Copy out every one of the rows below word for word, changing nothing.

Data
┏━━

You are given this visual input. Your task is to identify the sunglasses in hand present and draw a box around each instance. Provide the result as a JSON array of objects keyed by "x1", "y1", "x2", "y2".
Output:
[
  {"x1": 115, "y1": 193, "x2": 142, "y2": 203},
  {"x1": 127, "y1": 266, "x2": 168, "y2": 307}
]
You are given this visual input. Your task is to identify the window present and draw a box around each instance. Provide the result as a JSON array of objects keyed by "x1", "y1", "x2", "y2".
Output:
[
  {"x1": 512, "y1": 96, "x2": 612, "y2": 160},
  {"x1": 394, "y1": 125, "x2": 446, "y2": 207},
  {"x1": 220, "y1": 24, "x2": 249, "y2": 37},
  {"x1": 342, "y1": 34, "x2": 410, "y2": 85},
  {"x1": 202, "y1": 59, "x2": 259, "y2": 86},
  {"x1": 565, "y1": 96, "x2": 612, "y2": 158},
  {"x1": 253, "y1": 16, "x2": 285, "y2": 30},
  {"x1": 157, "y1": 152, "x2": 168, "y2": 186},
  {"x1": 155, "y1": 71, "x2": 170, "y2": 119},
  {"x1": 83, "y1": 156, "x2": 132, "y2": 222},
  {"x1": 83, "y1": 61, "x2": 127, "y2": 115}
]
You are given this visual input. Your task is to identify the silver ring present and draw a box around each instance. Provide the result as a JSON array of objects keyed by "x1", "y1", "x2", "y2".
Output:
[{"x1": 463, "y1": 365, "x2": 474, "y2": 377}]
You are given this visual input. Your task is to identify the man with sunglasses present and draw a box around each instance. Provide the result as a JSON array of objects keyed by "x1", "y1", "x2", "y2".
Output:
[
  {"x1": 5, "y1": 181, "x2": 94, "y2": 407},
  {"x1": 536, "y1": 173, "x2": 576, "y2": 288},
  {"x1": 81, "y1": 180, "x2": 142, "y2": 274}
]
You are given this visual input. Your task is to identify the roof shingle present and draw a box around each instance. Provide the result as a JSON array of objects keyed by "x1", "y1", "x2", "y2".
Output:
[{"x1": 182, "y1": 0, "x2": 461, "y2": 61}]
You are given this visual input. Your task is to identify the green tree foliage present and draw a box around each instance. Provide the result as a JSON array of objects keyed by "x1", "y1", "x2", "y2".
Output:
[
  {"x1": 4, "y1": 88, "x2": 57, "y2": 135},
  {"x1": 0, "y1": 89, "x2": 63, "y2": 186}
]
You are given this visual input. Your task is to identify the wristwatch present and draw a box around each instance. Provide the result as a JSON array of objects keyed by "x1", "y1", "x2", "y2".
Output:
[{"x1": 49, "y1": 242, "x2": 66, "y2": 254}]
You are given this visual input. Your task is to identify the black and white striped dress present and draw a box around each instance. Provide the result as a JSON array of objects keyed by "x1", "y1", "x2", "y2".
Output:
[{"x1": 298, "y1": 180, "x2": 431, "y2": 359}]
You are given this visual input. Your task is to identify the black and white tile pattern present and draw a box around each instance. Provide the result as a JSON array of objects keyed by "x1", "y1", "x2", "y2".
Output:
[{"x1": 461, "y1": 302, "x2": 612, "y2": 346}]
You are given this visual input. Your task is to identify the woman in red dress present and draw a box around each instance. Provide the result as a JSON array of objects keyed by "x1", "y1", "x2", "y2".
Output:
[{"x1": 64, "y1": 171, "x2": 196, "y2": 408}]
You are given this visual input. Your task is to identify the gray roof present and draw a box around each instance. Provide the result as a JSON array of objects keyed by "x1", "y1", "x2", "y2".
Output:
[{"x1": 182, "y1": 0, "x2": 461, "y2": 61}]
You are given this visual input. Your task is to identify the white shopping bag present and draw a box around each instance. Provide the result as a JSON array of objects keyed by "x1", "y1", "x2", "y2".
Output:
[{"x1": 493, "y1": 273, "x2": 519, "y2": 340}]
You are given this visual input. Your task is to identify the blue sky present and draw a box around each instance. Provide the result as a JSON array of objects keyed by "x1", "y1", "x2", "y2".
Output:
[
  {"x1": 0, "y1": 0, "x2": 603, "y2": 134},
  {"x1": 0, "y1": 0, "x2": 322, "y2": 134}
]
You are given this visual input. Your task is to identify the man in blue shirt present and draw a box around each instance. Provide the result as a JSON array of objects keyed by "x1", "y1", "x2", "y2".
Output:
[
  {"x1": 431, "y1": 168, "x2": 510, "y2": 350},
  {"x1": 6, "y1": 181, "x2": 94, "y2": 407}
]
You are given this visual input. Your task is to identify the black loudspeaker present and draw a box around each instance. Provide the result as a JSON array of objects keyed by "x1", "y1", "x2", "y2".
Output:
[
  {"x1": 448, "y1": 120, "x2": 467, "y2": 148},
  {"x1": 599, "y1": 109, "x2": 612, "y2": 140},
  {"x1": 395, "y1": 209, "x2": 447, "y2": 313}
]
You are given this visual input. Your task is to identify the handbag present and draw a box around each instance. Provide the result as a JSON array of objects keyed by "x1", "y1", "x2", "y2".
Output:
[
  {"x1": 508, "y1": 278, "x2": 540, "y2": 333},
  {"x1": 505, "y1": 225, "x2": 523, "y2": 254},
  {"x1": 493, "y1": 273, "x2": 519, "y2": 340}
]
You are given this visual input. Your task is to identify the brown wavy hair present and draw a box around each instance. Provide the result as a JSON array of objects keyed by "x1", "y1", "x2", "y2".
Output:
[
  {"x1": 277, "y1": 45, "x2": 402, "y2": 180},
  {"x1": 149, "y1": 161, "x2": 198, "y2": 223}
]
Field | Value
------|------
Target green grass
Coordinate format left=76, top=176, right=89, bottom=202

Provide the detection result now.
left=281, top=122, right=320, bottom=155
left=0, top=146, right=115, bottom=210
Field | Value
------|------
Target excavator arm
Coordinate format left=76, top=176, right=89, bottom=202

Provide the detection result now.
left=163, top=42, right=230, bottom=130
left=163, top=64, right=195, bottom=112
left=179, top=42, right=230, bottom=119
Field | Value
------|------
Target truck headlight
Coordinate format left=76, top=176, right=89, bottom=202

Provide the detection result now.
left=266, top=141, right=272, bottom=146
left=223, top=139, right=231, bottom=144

┗━━

Written response
You are given this visual input. Your task is to identify the sunglasses in hand present and draw a box around each instance. Provide the result as a JSON array of objects keyed by "x1", "y1", "x2", "y2".
Output:
[
  {"x1": 115, "y1": 193, "x2": 142, "y2": 203},
  {"x1": 127, "y1": 266, "x2": 168, "y2": 307}
]
You are given this visual input. Your task is to identify the window present and draw a box around each instance. Provide the result as a JSON array of objects keyed by "x1", "y1", "x2", "y2".
Output:
[
  {"x1": 512, "y1": 96, "x2": 612, "y2": 160},
  {"x1": 394, "y1": 125, "x2": 446, "y2": 207},
  {"x1": 220, "y1": 24, "x2": 249, "y2": 37},
  {"x1": 342, "y1": 34, "x2": 410, "y2": 85},
  {"x1": 202, "y1": 59, "x2": 259, "y2": 86},
  {"x1": 565, "y1": 96, "x2": 612, "y2": 158},
  {"x1": 253, "y1": 16, "x2": 285, "y2": 30},
  {"x1": 157, "y1": 152, "x2": 168, "y2": 186},
  {"x1": 155, "y1": 71, "x2": 170, "y2": 119},
  {"x1": 83, "y1": 156, "x2": 132, "y2": 222},
  {"x1": 83, "y1": 61, "x2": 127, "y2": 115}
]
You are given this visual input. Your task is to identify the silver ring present and draw a box around each instance. Provide the result as a JSON array of objects keyed by "x1", "y1", "x2", "y2".
Output:
[{"x1": 463, "y1": 365, "x2": 474, "y2": 377}]
You are given this visual input. Your task is to identify the man with sunglasses present and draw a box around each instance. Provide the result as a JSON array of objects keyed by "x1", "y1", "x2", "y2".
Output:
[
  {"x1": 5, "y1": 181, "x2": 94, "y2": 407},
  {"x1": 536, "y1": 173, "x2": 576, "y2": 288},
  {"x1": 81, "y1": 180, "x2": 142, "y2": 274}
]
You are given this visual input. Your task is to identify the roof shingle present and draw a box around each instance. Provide the result as a JSON array of objects keyed by "x1", "y1", "x2", "y2".
Output:
[{"x1": 182, "y1": 0, "x2": 461, "y2": 61}]
You are given this visual input. Your task is to identify the green tree foliage present and draw a box around each instance. Provide the result as a JSON array of objects keyed by "x1", "y1", "x2", "y2".
Output:
[
  {"x1": 4, "y1": 88, "x2": 57, "y2": 135},
  {"x1": 0, "y1": 89, "x2": 63, "y2": 186}
]
You are given this visual input. Your task is to identify the wristwatch present and draw a box around each instance. Provide the result as a JSON array of objects keyed by "x1", "y1", "x2", "y2".
Output:
[{"x1": 49, "y1": 242, "x2": 66, "y2": 254}]
You are given this visual input. Your task is to identify the black and white striped dress present and draw a box around each instance. Provide the result as a JSON array of objects keyed by "x1", "y1", "x2", "y2".
Output:
[{"x1": 298, "y1": 180, "x2": 431, "y2": 359}]
You are given this visual input. Your task is to identify the black and white tile pattern present and draw a box around each instance. Provide the result as a JSON array of objects keyed by "x1", "y1", "x2", "y2".
Output:
[{"x1": 461, "y1": 302, "x2": 612, "y2": 346}]
You are given this visual input. Your task is to identify the woman in red dress present and draw a box around each instance. Provide the result as a JSON array of objects keyed by "x1", "y1", "x2", "y2".
Output:
[{"x1": 64, "y1": 171, "x2": 196, "y2": 408}]
You are given this visual input. Your task is to identify the gray roof present and draw a box around each instance. Provide the result as a JSON array of objects keyed by "x1", "y1", "x2", "y2".
Output:
[{"x1": 182, "y1": 0, "x2": 461, "y2": 61}]
You are given this visual input. Your task is to identify the white shopping bag present and draw a box around each instance. Provide the result as a JSON array of objects keyed by "x1", "y1", "x2", "y2".
Output:
[{"x1": 493, "y1": 273, "x2": 519, "y2": 340}]
You are given this visual input. Your task is to identify the blue sky present and draw a box around each instance. Provide the result as a JSON array of objects keyed by "x1", "y1", "x2", "y2".
Output:
[
  {"x1": 0, "y1": 0, "x2": 603, "y2": 134},
  {"x1": 0, "y1": 0, "x2": 322, "y2": 134}
]
You are given this visual input. Your task is to identify the man in blue shirt present and draw a box around each instance. Provide the result as a JSON array of objects keyed by "x1", "y1", "x2", "y2".
Output:
[
  {"x1": 431, "y1": 168, "x2": 510, "y2": 350},
  {"x1": 6, "y1": 181, "x2": 94, "y2": 407}
]
You are given this visual input. Your task is to identify the black loudspeaker present and draw a box around each instance. Provide the result as a JSON array of objects keyed by "x1", "y1", "x2", "y2".
Output:
[
  {"x1": 448, "y1": 120, "x2": 467, "y2": 148},
  {"x1": 599, "y1": 109, "x2": 612, "y2": 140},
  {"x1": 395, "y1": 209, "x2": 447, "y2": 313}
]
You are given this visual input. Your task is to identify the handbag present and draw a box around each instance. Provide the result as a JSON array of objects keyed by "x1", "y1", "x2", "y2".
Output:
[
  {"x1": 508, "y1": 278, "x2": 540, "y2": 333},
  {"x1": 505, "y1": 225, "x2": 523, "y2": 254},
  {"x1": 493, "y1": 273, "x2": 519, "y2": 340}
]
You are given this visual input. Your task is to identify the brown wavy hair present and draw a box around each instance. Provide the result as a JSON array of objects keyed by "x1", "y1", "x2", "y2".
Output:
[
  {"x1": 277, "y1": 45, "x2": 402, "y2": 180},
  {"x1": 149, "y1": 161, "x2": 198, "y2": 223}
]
Field | Value
------|------
Target green grass
Coordinate format left=76, top=176, right=89, bottom=202

Provide the detection result now.
left=281, top=122, right=320, bottom=155
left=0, top=146, right=115, bottom=210
Field | Value
------|------
Target excavator arm
Coordinate format left=76, top=176, right=89, bottom=202

Provide the detection result now.
left=163, top=42, right=230, bottom=130
left=163, top=64, right=195, bottom=112
left=179, top=42, right=230, bottom=119
Field | Value
------|------
Target truck headlight
Coordinate format left=76, top=176, right=89, bottom=202

Provide the detection result now.
left=266, top=141, right=272, bottom=146
left=223, top=139, right=231, bottom=144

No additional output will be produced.